• **Given instruction 1**: In the listing, begin at the line that contains "Task: each instance of the red spot" and stop after the line that contains "Query: red spot", reproducing those lines exactly.

• **Source text**:
## start

Joe Duffy: A (brief) retrospective on transactional memory

A (brief) retrospective on transactional memory, by Joe Duffy, January 3rd, 2010. Although this is a blog post, don't expect to read it all on your lunch break...

The STM.NET incubator project was canceled May 11, 2010, after beginning public life July 27, 2009 at DevLabs. In this blog post, written 4 months prior to its cancellation, Joe Duffy discusses the practical engineering challenges around implementing Software Transactional Memory in .NET. Note: He starts off with a disclaimer that he was not engaged in the STM.NET project past its initial working group phase.

In short, Joe argues, "Throughout, it became abundantly clear that TM, much like generics, was a systemic and platform-wide technology shift. It didn’t require type theory, but the road ahead sure wasn’t going to be easy." The whole blog post deals with how many implementation challenges platform-wide support for STM would be in .NET, including what options were considered. He does not mention Maurice Herlihy's SXM library approach, but refers to Tim Harris's work several times.

There was plenty here that surprised me, especially when you compare Concurrent Haskell's STM implementation to STM.NET design decisions and interesting debates the team had. In Concurrent Haskell, issues Joe raises, like making Console.WriteLine transactional, are delegated to the type system by the very nature of the TVar monad, preventing programmers from writing such wishywashy code. To be honest, this is why I didn't understand what Joe meant by "it didn't require type theory" gambit, since some of the design concerns are mediated in Concurrent Haskell via type theory. On the other hand, based on the pragmatics Joe discusses, and the platform-wide integration with the CLR they were shooting for, reminds me of The Transactional Memory / Garbage Collection Analogy. Joe also wrote a briefer follow-up post, More thoughts on transactional memory, where he talks more about Barbara Liskov's Argus.

## end

• **Given instruction 2**:
Answer these questions from the transactional memory retrospective text:
(a) On what date was the STM.NET incubator project canceled?
(b) Whose library approach does Joe Duffy not mention?
(c) Whose system does the follow-up post discuss?

• **Records from a data source**:
## start

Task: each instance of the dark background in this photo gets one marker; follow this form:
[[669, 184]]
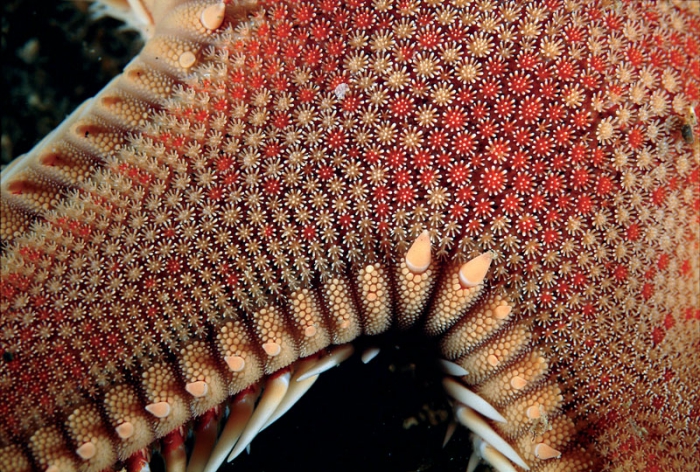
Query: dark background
[[53, 58]]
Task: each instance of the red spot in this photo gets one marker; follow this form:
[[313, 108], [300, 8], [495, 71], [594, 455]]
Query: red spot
[[633, 232], [635, 138], [395, 158], [201, 116], [174, 266], [308, 232], [345, 221], [658, 196], [604, 186], [336, 139], [620, 273], [272, 187], [657, 336], [216, 193], [427, 177], [669, 321], [685, 268]]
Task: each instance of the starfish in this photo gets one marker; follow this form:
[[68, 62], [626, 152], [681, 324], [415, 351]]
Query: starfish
[[268, 181]]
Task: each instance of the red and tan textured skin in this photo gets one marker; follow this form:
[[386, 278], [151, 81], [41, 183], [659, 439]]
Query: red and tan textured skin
[[250, 186]]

## end

• **Full response 1**:
Task: each instance of the red spot in this photo gets one marker; follow this form:
[[313, 108], [300, 8], [495, 71], [594, 455]]
Query: red spot

• **Full response 2**:
(a) May 11, 2010
(b) Maurice Herlihy's (the SXM library approach)
(c) Barbara Liskov's Argus